(Polygon annotations for photographs)
---------------
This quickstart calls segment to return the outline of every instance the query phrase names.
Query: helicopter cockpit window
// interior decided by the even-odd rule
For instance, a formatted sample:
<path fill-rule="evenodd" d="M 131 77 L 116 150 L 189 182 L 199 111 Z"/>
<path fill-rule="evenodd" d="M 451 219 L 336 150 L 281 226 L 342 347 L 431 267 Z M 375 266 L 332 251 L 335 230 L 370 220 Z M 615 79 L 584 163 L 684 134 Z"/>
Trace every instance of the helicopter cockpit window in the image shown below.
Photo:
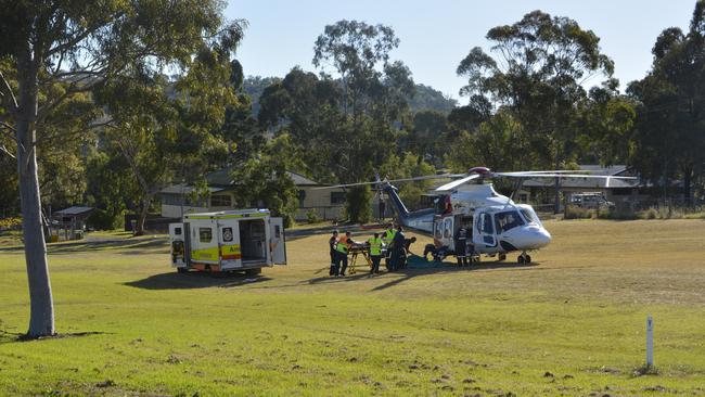
<path fill-rule="evenodd" d="M 505 232 L 512 230 L 516 227 L 523 226 L 524 220 L 518 216 L 518 213 L 515 210 L 507 210 L 503 213 L 495 214 L 495 226 L 497 227 L 497 232 Z"/>
<path fill-rule="evenodd" d="M 444 235 L 444 222 L 443 219 L 436 222 L 436 239 L 440 240 Z"/>
<path fill-rule="evenodd" d="M 495 230 L 492 228 L 492 216 L 489 214 L 480 214 L 479 215 L 479 222 L 477 226 L 482 227 L 482 232 L 485 234 L 495 234 Z"/>
<path fill-rule="evenodd" d="M 446 218 L 445 225 L 446 225 L 446 227 L 445 227 L 445 230 L 444 230 L 444 238 L 452 239 L 452 236 L 453 236 L 453 230 L 452 230 L 453 229 L 453 222 L 452 222 L 452 219 Z"/>
<path fill-rule="evenodd" d="M 528 208 L 520 208 L 520 209 L 522 212 L 522 215 L 524 216 L 524 219 L 526 219 L 527 222 L 541 225 L 538 215 L 536 215 L 536 213 L 533 209 L 528 209 Z"/>

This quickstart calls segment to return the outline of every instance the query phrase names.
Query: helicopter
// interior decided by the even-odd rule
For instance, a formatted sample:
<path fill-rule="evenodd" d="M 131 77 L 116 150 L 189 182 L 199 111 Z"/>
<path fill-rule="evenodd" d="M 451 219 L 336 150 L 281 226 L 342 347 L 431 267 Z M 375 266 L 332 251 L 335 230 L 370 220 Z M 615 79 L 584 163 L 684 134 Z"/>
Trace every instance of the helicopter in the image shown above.
<path fill-rule="evenodd" d="M 323 189 L 371 184 L 377 192 L 386 193 L 400 225 L 433 236 L 433 247 L 427 247 L 426 251 L 432 252 L 435 260 L 443 260 L 456 254 L 456 232 L 464 227 L 472 244 L 473 261 L 479 261 L 480 255 L 497 256 L 501 261 L 507 259 L 508 253 L 520 252 L 517 262 L 530 264 L 531 256 L 528 253 L 549 245 L 551 233 L 543 227 L 530 205 L 514 203 L 514 193 L 508 197 L 498 193 L 491 182 L 485 182 L 493 178 L 517 179 L 514 192 L 521 189 L 526 179 L 606 179 L 607 187 L 611 179 L 636 179 L 590 175 L 576 170 L 495 172 L 487 167 L 473 167 L 466 174 L 440 174 L 395 180 L 382 180 L 375 175 L 374 182 L 336 184 Z M 393 183 L 428 179 L 456 180 L 435 189 L 436 200 L 433 208 L 409 210 Z"/>

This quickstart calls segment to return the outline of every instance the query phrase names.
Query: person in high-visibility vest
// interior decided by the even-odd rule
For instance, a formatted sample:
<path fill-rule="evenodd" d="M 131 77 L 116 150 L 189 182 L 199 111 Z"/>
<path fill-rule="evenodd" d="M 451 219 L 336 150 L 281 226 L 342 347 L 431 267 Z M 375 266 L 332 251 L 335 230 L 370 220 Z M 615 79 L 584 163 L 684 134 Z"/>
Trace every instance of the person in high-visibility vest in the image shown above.
<path fill-rule="evenodd" d="M 345 276 L 345 270 L 347 270 L 347 252 L 352 244 L 351 233 L 345 232 L 345 235 L 342 236 L 337 244 L 335 245 L 335 251 L 337 253 L 337 261 L 335 265 L 335 277 Z M 341 266 L 342 265 L 342 266 Z M 341 270 L 338 272 L 338 269 Z"/>
<path fill-rule="evenodd" d="M 393 247 L 393 242 L 394 242 L 394 236 L 397 234 L 397 230 L 394 228 L 394 223 L 387 225 L 387 230 L 384 231 L 384 234 L 382 234 L 382 241 L 384 241 L 384 244 L 387 246 L 387 252 L 385 256 L 385 265 L 387 266 L 387 270 L 392 269 L 392 266 L 389 265 L 389 259 L 392 256 L 392 247 Z"/>
<path fill-rule="evenodd" d="M 380 272 L 384 242 L 380 239 L 380 233 L 374 233 L 374 236 L 368 240 L 368 243 L 370 244 L 370 258 L 372 259 L 372 269 L 370 269 L 370 276 L 372 276 Z"/>
<path fill-rule="evenodd" d="M 338 241 L 337 230 L 335 230 L 333 231 L 333 235 L 331 236 L 331 239 L 328 241 L 328 245 L 331 254 L 331 271 L 329 272 L 330 276 L 335 276 L 335 264 L 337 262 L 337 254 L 336 254 L 337 241 Z"/>

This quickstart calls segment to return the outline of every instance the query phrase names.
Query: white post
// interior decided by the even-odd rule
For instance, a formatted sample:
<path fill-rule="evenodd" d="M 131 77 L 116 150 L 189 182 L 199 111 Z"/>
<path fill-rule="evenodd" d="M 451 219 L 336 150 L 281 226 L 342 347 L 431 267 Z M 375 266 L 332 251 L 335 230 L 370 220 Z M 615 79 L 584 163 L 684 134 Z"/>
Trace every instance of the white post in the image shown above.
<path fill-rule="evenodd" d="M 646 366 L 654 366 L 654 319 L 646 318 Z"/>

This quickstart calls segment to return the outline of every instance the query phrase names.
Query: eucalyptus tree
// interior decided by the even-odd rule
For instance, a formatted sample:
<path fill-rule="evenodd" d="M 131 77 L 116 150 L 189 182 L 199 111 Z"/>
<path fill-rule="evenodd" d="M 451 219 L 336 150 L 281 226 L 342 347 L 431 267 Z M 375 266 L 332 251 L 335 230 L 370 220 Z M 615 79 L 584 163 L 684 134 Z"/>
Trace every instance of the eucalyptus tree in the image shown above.
<path fill-rule="evenodd" d="M 705 170 L 705 1 L 695 4 L 690 28 L 665 29 L 653 48 L 651 72 L 629 92 L 640 103 L 633 162 L 664 190 L 683 180 L 683 197 Z"/>
<path fill-rule="evenodd" d="M 510 110 L 528 142 L 529 151 L 518 155 L 536 158 L 539 167 L 560 168 L 575 155 L 573 121 L 587 98 L 584 85 L 614 69 L 600 51 L 600 38 L 571 18 L 541 11 L 491 28 L 486 37 L 495 56 L 475 47 L 461 61 L 457 73 L 467 77 L 461 94 L 487 95 Z M 555 194 L 557 210 L 557 187 Z"/>
<path fill-rule="evenodd" d="M 28 336 L 54 333 L 37 167 L 49 116 L 75 95 L 120 76 L 188 68 L 204 43 L 231 29 L 223 25 L 223 7 L 216 0 L 0 1 L 0 121 L 16 146 Z M 48 88 L 57 82 L 67 87 L 52 93 Z"/>

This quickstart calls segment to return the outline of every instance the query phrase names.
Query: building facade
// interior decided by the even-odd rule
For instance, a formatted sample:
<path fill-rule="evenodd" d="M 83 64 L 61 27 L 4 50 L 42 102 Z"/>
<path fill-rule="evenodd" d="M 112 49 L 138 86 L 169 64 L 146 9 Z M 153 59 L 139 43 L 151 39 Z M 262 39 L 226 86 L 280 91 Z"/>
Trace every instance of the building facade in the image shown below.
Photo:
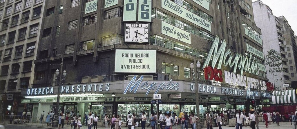
<path fill-rule="evenodd" d="M 266 47 L 263 48 L 265 55 L 271 49 L 274 49 L 281 54 L 282 64 L 280 66 L 283 68 L 283 71 L 275 74 L 274 77 L 272 74 L 267 73 L 267 78 L 274 82 L 275 87 L 283 89 L 283 85 L 290 84 L 290 67 L 288 66 L 287 53 L 286 50 L 286 43 L 284 37 L 283 26 L 279 20 L 273 15 L 272 11 L 268 6 L 260 1 L 252 3 L 254 10 L 255 22 L 261 28 L 263 42 Z M 278 45 L 276 45 L 278 44 Z M 266 47 L 266 46 L 267 46 Z M 268 65 L 268 69 L 270 69 Z"/>

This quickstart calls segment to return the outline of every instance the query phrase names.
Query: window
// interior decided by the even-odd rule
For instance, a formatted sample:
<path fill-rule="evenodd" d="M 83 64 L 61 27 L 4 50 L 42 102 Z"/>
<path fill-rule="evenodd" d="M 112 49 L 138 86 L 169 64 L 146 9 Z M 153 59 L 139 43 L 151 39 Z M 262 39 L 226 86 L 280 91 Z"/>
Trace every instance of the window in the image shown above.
---------------
Work required: Copy the material word for word, from its beginning up to and including the line that contains "495 230 L 492". Omit the pictures from your answer.

Written response:
This quickstart calls segment to return the outline of every instance the query phrase names.
Query: helicopter cockpit window
// interior decided by the even-odd rule
For instance, a formatted sample:
<path fill-rule="evenodd" d="M 131 77 L 116 150 L 189 182 L 199 111 Z"/>
<path fill-rule="evenodd" d="M 451 219 L 336 150 L 281 226 L 342 347 L 431 267 Z M 375 266 L 332 251 L 335 230 L 370 220 Z M 615 79 L 584 163 L 684 134 Z"/>
Trace every instance of the helicopter cockpit window in the image shown below.
Photo:
<path fill-rule="evenodd" d="M 505 232 L 512 230 L 516 227 L 523 226 L 524 220 L 518 216 L 518 213 L 515 210 L 507 210 L 503 213 L 495 214 L 495 226 L 497 227 L 497 232 Z"/>
<path fill-rule="evenodd" d="M 444 235 L 444 222 L 443 219 L 436 222 L 436 239 L 440 240 Z"/>
<path fill-rule="evenodd" d="M 495 230 L 492 228 L 492 216 L 489 214 L 480 214 L 479 215 L 479 222 L 477 226 L 482 227 L 482 232 L 485 234 L 495 234 Z"/>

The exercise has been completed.